--- start Record set ---
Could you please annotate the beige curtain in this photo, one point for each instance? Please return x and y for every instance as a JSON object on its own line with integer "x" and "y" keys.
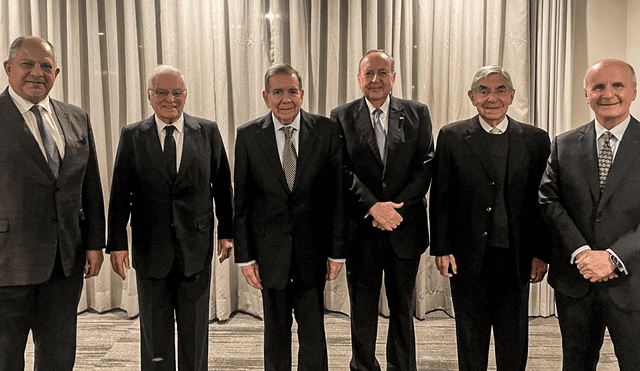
{"x": 106, "y": 49}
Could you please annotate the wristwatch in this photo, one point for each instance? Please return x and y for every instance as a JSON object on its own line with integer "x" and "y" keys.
{"x": 616, "y": 261}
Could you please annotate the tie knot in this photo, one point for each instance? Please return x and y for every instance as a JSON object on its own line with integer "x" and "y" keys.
{"x": 288, "y": 131}
{"x": 169, "y": 130}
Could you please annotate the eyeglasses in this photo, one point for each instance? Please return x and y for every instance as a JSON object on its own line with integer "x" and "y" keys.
{"x": 500, "y": 91}
{"x": 163, "y": 93}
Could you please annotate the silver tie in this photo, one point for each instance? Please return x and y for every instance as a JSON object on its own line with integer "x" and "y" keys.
{"x": 289, "y": 158}
{"x": 50, "y": 147}
{"x": 381, "y": 136}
--- end Record set ---
What to produce: Copy every item above word for word, leaving out the picture.

Response:
Could you please annotate the beige curtain in this photo, one point for each instance? Please return x and y for every instance as a JSON object on its own line with integer "x" and "y" keys.
{"x": 106, "y": 49}
Could you please annotate the wristwatch in this photo, one point for each instance? Please return x and y for every instance as a JSON object on its own line with integer "x" and "y" keys.
{"x": 616, "y": 261}
Could you please annotate the tie knot in this photo, one point for each instance? Please return x and y for every instance as a JSON object on its own line with integer "x" and "y" keys.
{"x": 288, "y": 131}
{"x": 169, "y": 130}
Could you please annotate the eyeglasses in this photo, one point for each instance? Please return x and y for every instance as a JSON object on its own line with integer "x" and "y" keys.
{"x": 500, "y": 91}
{"x": 163, "y": 93}
Could you please annotate the silver tie in this photo, one point for each instance? Please return x and y for every instance as a JSON object on its own line with integer "x" and "y" keys.
{"x": 289, "y": 158}
{"x": 50, "y": 147}
{"x": 381, "y": 136}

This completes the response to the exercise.